◆ **Written exercise**
Identify the line in which "of the window" appears, then reproduce that line and all remaining lines of the records word for word.

Data items:
********
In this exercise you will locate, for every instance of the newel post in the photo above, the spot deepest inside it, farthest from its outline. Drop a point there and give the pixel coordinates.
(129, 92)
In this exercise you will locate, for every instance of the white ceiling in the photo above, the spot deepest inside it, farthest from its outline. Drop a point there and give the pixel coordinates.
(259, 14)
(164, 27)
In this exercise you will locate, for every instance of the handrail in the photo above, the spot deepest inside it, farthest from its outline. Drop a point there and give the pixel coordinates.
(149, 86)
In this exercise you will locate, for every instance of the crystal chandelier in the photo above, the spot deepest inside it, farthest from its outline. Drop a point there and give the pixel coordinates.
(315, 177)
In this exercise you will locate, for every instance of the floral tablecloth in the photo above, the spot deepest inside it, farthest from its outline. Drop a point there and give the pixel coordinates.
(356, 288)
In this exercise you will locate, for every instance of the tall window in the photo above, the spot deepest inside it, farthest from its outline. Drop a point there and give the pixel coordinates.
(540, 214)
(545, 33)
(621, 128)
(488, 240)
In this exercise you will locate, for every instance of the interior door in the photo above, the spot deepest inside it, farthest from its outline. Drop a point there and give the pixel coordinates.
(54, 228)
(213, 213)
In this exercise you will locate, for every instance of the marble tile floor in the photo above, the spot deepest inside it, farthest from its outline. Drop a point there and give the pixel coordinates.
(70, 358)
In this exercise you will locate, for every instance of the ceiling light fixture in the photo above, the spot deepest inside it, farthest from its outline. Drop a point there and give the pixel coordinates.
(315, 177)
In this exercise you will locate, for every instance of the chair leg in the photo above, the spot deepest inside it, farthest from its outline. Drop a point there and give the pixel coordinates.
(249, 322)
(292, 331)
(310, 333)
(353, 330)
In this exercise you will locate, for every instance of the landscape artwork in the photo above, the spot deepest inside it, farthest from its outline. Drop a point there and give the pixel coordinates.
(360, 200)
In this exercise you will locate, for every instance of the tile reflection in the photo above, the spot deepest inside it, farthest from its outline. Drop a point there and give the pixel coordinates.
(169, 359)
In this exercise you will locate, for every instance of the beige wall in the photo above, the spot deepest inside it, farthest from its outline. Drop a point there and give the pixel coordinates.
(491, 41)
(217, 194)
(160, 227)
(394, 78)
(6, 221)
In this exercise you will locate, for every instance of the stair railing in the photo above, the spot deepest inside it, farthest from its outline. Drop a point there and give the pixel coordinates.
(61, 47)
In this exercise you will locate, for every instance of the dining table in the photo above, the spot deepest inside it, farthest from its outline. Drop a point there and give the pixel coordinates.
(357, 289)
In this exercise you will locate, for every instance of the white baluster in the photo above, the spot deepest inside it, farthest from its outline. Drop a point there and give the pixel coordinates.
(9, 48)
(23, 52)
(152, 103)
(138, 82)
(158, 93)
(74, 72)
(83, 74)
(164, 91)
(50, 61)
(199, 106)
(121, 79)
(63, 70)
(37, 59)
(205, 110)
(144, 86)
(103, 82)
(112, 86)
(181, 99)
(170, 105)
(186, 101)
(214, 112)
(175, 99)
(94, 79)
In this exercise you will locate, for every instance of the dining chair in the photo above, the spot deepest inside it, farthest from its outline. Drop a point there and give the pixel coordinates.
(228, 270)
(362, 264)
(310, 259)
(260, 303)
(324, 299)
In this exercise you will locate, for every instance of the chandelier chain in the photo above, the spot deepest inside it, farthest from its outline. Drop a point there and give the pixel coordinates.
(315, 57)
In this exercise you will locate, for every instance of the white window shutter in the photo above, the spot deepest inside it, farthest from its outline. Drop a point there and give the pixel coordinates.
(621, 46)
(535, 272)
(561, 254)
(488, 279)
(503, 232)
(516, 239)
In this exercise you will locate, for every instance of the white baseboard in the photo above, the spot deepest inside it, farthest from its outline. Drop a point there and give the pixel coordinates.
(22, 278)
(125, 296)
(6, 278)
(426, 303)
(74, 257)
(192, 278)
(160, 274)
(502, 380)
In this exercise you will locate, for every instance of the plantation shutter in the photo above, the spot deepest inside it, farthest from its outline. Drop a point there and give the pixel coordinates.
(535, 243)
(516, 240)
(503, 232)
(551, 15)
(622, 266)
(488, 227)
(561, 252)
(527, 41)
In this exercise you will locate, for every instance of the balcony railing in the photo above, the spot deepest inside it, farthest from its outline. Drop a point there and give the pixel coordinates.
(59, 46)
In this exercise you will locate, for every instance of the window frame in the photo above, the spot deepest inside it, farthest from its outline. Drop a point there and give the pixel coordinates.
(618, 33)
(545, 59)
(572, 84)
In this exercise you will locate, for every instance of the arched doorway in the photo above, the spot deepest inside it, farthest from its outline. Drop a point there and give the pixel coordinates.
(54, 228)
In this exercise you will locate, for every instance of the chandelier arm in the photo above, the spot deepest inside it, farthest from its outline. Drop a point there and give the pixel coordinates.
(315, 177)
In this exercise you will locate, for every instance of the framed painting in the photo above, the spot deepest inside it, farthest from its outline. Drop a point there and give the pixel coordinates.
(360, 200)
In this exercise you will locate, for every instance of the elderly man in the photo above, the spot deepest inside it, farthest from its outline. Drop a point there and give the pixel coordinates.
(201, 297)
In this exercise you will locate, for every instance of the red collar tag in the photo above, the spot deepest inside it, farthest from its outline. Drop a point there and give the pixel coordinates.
********
◆ **Solution to this task**
In this exercise you will locate, for every instance of the window frame in the photo above, the spot deepest inside it, farthest from its outline. Drop a point there and give the pixel coordinates.
(618, 33)
(545, 59)
(572, 84)
In this exercise you will locate, for every instance of the arched doorway in the photo above, the spot deepest inside it, farthest from its outline. Drop a point there and give the pixel coordinates.
(54, 228)
In this exercise you will locate, for every instance of the chandelier arm in the photo above, the spot deepest inside it, farthest from its outline. Drop a point there and give the pixel coordinates.
(315, 177)
In this exercise you will locate, for every instance of the framed painting in the photo above, the spot deepest inside it, farthest from its outline. Drop a point there and give the pixel coordinates.
(360, 200)
In this exercise you will locate, for every instance of the elderly man in the photo above, the spot deepest inside it, farthest from its outline. Drop a point there and give the pixel coordinates.
(201, 297)
In this exercise you will locate, for every instance of the red collar tag in the photo above, the spot deepest inside it, farthest from its outline. Drop a point there and give the pixel coordinates.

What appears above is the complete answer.